GIVEN DATA:
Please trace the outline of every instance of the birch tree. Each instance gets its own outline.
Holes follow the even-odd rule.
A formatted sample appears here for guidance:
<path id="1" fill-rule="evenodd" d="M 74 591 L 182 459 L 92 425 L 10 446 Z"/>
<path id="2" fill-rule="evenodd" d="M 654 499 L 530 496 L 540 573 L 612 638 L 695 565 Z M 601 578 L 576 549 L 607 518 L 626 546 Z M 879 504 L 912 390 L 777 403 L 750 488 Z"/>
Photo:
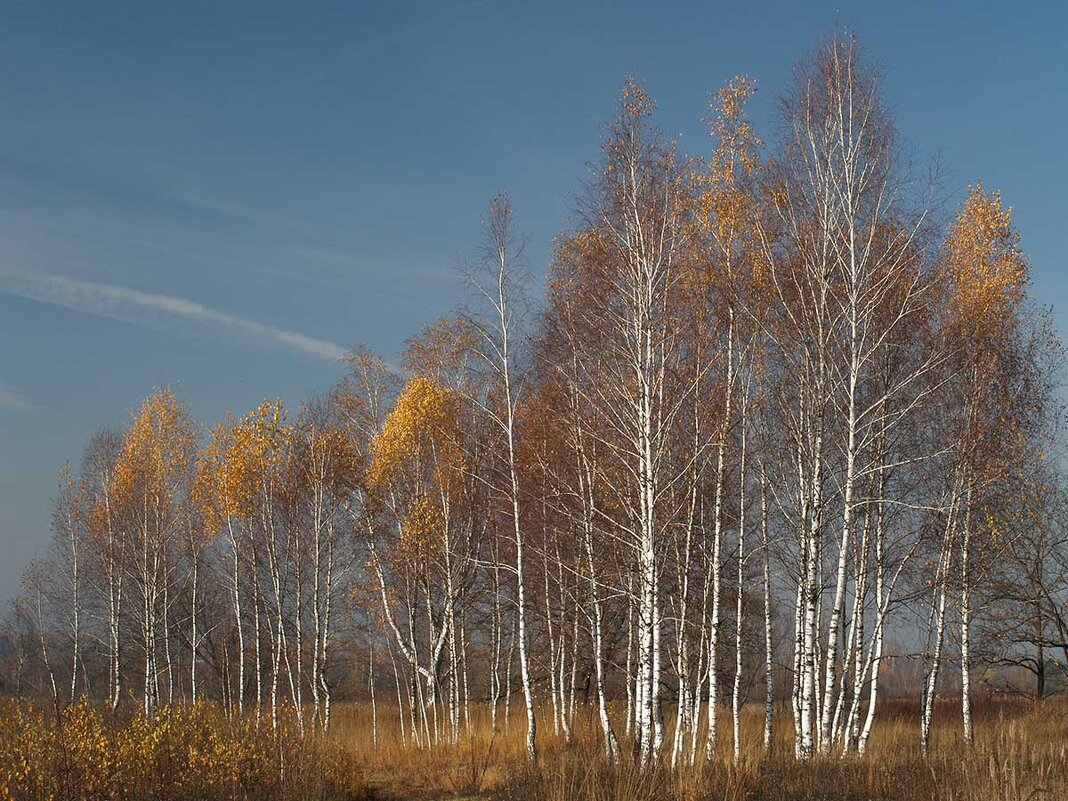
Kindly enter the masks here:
---
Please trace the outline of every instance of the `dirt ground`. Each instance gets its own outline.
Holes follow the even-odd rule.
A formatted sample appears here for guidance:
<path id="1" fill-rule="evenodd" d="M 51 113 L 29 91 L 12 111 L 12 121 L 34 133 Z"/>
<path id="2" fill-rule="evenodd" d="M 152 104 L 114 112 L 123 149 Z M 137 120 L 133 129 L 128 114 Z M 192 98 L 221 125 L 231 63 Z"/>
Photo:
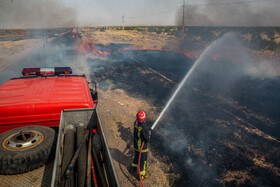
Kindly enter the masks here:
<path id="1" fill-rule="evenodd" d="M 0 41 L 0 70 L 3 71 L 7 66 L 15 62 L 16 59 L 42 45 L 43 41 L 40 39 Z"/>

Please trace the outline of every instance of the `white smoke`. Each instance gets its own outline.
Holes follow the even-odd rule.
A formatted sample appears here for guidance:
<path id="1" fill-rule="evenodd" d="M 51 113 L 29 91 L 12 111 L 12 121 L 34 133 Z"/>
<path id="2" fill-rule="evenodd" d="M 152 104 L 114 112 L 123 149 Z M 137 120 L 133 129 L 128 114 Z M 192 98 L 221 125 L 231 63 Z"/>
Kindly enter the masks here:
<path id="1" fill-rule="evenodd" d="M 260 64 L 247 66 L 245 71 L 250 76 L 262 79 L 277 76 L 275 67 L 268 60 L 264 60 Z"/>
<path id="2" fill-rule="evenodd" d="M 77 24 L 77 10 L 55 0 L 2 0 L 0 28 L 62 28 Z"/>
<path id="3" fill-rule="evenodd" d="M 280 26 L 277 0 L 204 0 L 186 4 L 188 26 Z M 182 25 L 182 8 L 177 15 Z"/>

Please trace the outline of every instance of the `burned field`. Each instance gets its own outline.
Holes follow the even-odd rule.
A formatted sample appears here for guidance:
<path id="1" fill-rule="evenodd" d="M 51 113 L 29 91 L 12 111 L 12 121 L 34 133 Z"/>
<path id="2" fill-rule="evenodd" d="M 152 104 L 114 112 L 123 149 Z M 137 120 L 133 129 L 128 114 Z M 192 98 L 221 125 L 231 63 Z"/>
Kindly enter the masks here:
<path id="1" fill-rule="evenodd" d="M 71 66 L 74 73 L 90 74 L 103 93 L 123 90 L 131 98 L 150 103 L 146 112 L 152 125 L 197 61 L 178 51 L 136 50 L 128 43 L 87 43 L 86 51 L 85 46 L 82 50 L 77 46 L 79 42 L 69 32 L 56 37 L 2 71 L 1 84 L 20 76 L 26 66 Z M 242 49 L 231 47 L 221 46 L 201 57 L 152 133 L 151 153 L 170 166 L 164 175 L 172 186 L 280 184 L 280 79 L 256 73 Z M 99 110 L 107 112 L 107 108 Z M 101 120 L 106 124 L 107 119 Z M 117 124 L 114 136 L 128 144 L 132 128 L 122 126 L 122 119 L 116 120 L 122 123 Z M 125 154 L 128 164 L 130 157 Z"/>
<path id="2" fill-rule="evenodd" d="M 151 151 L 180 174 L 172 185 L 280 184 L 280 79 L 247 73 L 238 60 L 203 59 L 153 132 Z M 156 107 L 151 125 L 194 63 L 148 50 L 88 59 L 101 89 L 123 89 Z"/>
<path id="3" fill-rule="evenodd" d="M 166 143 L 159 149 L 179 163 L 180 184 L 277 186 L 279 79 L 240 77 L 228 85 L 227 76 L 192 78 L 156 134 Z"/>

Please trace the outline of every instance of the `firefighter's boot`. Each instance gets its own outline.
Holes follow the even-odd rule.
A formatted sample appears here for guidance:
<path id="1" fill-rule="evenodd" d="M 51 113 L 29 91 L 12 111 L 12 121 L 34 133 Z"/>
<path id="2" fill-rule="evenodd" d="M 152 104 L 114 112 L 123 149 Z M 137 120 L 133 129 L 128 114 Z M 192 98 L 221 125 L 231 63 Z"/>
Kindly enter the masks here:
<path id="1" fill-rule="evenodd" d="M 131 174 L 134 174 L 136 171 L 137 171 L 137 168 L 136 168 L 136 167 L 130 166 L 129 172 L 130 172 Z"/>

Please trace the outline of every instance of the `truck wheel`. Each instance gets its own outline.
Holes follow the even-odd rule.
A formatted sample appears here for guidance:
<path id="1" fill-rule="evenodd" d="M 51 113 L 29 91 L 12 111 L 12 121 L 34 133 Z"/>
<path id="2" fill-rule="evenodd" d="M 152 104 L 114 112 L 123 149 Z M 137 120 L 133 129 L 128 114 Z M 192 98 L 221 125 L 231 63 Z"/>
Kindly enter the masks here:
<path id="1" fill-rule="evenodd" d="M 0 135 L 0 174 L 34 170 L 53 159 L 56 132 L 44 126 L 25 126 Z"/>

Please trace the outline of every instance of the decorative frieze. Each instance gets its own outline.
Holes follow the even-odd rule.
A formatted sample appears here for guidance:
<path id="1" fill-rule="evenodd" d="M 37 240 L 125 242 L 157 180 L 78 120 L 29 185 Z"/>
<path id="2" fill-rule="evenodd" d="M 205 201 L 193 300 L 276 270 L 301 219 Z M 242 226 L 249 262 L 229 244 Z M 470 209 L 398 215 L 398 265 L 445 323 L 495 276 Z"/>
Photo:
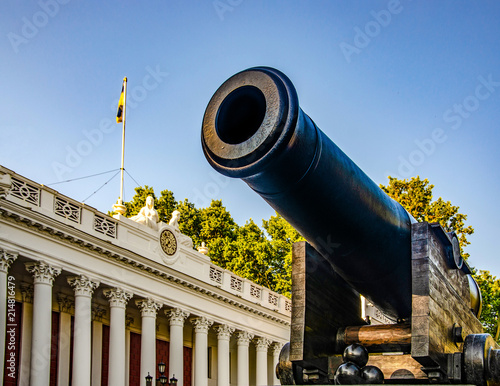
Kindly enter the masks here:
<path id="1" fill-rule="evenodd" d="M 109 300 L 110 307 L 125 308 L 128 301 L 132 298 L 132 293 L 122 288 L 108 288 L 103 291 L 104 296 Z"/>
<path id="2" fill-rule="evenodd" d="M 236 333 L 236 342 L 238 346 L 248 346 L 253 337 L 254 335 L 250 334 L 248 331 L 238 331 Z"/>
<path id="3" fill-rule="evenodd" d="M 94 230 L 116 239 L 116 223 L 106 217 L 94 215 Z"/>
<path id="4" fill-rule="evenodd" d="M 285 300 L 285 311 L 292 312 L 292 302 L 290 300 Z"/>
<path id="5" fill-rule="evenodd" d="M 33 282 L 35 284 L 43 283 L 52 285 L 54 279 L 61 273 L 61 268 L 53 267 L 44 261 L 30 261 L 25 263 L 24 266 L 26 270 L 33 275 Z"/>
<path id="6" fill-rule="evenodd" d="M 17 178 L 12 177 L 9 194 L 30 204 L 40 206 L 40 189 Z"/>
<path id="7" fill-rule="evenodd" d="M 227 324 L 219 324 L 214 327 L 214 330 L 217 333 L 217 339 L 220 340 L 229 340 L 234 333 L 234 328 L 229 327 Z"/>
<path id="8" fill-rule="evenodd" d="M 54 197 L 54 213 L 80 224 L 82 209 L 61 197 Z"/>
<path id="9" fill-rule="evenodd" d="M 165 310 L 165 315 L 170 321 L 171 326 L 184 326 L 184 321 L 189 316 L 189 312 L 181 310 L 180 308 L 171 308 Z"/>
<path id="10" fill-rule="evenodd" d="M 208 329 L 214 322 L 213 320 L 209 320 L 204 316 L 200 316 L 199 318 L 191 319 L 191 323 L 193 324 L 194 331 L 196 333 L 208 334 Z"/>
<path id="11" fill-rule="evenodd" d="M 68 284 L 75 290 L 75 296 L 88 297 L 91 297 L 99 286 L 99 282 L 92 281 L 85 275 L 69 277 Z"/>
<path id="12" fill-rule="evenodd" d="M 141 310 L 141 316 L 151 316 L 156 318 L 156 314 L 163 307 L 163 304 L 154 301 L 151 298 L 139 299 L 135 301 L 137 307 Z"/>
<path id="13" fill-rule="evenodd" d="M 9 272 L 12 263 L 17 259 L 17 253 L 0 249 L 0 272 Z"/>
---
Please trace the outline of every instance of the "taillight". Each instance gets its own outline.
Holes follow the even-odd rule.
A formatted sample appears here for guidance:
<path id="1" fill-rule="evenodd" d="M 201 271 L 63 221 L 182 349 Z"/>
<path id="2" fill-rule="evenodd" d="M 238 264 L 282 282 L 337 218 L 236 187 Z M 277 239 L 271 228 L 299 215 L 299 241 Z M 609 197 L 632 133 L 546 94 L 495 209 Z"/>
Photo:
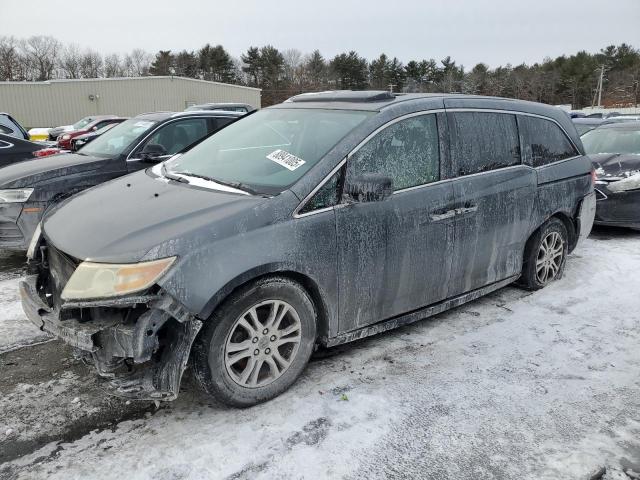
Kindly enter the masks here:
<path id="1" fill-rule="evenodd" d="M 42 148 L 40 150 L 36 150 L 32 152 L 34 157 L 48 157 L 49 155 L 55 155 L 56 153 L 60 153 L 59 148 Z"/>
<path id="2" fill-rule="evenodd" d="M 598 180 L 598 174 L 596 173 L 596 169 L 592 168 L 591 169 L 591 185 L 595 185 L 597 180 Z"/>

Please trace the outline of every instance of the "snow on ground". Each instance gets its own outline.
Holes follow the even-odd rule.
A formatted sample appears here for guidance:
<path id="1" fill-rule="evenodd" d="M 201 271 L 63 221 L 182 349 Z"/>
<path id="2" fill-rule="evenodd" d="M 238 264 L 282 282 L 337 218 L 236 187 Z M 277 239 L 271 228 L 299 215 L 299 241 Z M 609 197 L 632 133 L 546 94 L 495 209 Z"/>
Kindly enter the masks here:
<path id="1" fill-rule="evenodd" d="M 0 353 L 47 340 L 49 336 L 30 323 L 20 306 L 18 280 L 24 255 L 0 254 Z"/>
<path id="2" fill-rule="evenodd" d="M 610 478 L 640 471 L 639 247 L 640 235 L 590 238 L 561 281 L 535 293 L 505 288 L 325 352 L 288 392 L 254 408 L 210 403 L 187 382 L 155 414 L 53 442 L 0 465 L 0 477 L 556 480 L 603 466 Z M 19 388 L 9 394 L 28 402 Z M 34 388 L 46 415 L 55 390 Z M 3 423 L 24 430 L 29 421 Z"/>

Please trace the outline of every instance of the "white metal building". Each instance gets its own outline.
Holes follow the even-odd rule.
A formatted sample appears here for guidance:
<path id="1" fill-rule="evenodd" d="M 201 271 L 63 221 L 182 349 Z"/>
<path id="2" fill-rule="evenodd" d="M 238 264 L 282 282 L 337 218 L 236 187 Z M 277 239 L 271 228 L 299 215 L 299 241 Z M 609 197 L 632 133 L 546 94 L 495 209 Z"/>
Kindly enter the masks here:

YOUR INSTRUCTIONS: In the material above, how many lines include the string "ground"? Please reply with the number only.

SOLUTION FOR THIS PROBLEM: 2